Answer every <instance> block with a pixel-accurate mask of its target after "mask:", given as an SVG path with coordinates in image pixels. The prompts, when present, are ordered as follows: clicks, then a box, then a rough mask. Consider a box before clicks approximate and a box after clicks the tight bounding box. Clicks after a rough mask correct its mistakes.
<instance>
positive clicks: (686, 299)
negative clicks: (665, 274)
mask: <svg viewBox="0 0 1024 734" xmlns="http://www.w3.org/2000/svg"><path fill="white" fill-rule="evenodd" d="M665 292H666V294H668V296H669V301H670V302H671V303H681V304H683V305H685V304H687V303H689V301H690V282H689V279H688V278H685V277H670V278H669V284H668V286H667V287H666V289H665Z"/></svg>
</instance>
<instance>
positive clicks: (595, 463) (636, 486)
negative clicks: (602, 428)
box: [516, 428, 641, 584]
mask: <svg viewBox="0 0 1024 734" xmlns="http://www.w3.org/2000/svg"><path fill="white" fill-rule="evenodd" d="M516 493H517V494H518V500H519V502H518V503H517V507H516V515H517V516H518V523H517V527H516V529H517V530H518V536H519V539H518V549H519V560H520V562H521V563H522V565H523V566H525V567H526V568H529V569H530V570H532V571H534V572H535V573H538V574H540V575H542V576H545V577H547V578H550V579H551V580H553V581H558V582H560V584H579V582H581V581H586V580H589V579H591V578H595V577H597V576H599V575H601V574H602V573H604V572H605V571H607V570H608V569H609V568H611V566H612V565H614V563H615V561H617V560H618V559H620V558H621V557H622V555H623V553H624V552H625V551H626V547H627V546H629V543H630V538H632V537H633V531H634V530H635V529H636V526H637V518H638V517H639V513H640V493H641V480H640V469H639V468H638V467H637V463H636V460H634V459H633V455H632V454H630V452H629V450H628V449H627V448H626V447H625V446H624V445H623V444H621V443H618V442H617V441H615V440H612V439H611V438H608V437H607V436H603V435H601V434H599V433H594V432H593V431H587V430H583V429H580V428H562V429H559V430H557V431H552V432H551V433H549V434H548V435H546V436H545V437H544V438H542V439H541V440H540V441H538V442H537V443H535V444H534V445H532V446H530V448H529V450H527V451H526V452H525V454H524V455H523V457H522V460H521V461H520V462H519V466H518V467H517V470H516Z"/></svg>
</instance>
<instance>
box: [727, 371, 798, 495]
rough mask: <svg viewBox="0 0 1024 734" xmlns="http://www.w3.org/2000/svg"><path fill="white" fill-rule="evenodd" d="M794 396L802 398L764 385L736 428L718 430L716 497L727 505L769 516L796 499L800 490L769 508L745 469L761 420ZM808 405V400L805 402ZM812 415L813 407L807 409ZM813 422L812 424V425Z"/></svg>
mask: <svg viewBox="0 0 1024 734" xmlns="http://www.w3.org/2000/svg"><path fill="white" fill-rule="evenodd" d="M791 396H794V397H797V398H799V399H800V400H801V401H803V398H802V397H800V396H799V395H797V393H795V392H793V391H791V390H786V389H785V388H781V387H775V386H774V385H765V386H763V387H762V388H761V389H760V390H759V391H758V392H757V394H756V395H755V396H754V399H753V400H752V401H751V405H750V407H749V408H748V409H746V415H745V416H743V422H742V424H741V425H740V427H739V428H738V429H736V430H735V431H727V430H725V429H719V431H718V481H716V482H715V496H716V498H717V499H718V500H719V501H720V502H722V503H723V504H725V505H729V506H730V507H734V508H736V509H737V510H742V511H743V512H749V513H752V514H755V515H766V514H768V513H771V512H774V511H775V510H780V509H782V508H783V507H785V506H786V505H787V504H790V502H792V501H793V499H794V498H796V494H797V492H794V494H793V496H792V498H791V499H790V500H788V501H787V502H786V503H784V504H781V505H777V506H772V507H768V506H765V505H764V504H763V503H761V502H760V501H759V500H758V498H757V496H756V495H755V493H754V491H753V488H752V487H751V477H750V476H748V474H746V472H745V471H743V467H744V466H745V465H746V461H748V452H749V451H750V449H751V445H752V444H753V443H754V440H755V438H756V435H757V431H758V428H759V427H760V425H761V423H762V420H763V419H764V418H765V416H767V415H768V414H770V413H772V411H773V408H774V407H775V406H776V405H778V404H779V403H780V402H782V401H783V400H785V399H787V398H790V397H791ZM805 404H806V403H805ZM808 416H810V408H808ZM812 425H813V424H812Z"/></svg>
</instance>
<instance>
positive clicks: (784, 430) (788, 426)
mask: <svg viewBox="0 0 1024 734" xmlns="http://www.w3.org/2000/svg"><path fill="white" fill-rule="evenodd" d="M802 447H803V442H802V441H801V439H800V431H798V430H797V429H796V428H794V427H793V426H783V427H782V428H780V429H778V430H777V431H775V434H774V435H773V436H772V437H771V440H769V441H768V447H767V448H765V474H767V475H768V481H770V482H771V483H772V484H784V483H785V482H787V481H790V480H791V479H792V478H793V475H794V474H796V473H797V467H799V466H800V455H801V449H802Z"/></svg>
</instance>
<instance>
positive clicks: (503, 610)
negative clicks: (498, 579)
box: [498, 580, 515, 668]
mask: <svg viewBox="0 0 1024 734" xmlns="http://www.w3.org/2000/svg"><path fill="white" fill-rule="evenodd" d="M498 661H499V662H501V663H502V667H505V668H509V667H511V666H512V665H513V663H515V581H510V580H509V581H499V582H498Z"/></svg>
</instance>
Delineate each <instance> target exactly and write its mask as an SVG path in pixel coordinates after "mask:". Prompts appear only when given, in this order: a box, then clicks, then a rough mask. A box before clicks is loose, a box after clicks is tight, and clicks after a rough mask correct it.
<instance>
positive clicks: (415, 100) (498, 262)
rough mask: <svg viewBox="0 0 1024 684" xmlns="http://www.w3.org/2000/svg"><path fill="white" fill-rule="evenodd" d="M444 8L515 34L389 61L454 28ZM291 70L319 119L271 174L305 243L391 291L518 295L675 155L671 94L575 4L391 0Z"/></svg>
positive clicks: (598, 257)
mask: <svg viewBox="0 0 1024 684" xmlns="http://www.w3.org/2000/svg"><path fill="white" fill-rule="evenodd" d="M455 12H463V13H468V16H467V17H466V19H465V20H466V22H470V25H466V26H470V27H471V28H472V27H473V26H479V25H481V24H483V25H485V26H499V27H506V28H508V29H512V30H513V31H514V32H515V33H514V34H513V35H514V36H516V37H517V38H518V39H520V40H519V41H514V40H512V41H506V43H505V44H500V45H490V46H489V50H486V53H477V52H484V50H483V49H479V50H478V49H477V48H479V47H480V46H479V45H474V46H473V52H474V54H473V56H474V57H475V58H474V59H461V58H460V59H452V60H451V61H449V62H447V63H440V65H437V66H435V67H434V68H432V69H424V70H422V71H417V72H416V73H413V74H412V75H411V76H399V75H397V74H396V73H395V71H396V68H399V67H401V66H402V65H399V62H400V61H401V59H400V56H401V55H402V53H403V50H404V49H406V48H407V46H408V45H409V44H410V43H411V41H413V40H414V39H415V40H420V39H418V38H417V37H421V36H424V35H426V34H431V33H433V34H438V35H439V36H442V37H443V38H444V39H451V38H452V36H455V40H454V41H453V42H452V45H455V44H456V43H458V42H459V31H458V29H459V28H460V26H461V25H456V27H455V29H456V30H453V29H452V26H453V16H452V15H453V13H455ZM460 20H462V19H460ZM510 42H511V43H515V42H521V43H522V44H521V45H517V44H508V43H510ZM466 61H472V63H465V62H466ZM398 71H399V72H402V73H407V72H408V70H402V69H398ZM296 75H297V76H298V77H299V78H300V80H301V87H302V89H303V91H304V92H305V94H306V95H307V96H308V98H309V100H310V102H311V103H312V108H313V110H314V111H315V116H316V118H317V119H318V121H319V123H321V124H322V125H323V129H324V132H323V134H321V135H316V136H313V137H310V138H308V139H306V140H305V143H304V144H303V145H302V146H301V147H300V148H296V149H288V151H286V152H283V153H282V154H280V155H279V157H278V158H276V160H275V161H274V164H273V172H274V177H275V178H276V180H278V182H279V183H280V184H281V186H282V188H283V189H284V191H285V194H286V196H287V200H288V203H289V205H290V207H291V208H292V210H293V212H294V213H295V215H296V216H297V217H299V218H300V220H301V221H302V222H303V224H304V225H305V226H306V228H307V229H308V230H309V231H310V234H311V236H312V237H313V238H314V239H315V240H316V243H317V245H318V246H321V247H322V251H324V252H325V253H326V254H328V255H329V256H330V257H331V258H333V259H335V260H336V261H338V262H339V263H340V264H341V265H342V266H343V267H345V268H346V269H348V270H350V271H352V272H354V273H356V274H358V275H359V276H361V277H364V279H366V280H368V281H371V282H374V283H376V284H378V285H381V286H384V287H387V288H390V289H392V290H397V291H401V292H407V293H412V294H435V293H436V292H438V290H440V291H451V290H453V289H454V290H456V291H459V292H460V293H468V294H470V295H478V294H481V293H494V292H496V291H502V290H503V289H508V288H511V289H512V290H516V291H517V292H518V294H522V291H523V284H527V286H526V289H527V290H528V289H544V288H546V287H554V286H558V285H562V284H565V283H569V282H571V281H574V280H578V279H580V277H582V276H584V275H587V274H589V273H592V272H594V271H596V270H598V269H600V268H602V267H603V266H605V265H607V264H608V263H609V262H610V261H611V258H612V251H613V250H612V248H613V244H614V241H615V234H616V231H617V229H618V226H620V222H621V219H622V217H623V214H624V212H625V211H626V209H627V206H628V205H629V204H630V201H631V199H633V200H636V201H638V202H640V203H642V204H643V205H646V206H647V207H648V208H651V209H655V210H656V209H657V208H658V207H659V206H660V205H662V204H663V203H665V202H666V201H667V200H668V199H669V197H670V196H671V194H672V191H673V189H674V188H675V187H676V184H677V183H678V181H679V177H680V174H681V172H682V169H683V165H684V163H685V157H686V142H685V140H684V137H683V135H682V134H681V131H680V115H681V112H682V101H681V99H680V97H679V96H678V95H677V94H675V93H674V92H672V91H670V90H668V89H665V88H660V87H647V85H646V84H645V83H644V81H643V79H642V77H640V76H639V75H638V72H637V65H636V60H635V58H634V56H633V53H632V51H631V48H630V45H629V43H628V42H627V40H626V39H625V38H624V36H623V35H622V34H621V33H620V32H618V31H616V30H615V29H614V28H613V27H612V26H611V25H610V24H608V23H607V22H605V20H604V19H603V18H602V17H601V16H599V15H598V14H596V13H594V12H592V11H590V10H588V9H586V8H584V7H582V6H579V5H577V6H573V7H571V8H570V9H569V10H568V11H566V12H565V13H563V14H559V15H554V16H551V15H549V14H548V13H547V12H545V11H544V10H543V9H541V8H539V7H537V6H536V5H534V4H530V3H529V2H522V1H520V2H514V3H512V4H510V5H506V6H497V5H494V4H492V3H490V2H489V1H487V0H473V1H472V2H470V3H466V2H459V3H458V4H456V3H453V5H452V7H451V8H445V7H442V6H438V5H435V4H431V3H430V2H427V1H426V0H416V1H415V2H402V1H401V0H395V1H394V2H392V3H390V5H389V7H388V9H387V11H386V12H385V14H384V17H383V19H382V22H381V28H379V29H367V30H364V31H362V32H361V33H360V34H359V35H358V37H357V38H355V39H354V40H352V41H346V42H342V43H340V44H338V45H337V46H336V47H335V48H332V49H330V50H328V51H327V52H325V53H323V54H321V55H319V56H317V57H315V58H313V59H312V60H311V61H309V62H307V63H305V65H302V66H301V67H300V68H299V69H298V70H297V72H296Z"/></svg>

^^^^^^^^^^^^^^^^

WHAT THE EXERCISE ASKS: Look for the string "target" in the entries above. Copy every line that has it.

SOLVED EXERCISE:
Answer every <instance> block with a pixel-accurate mask of its target after "mask:", given as an SVG path with coordinates in image pixels. The prompts, when present, are ordered as follows: clicks, then a box, then a rough mask. Consider a box before clicks approximate and a box after clicks the tight bounding box. Clicks after a rough mask correct its mistakes.
Delineate each <instance> target exactly and write its mask as an SVG path in pixel coordinates after "mask:". Prompts appear only when given, in this order: a box, then clicks, then a rough mask. A box before clicks is loose, a box after clicks is tight, and clicks after a rough mask correct it.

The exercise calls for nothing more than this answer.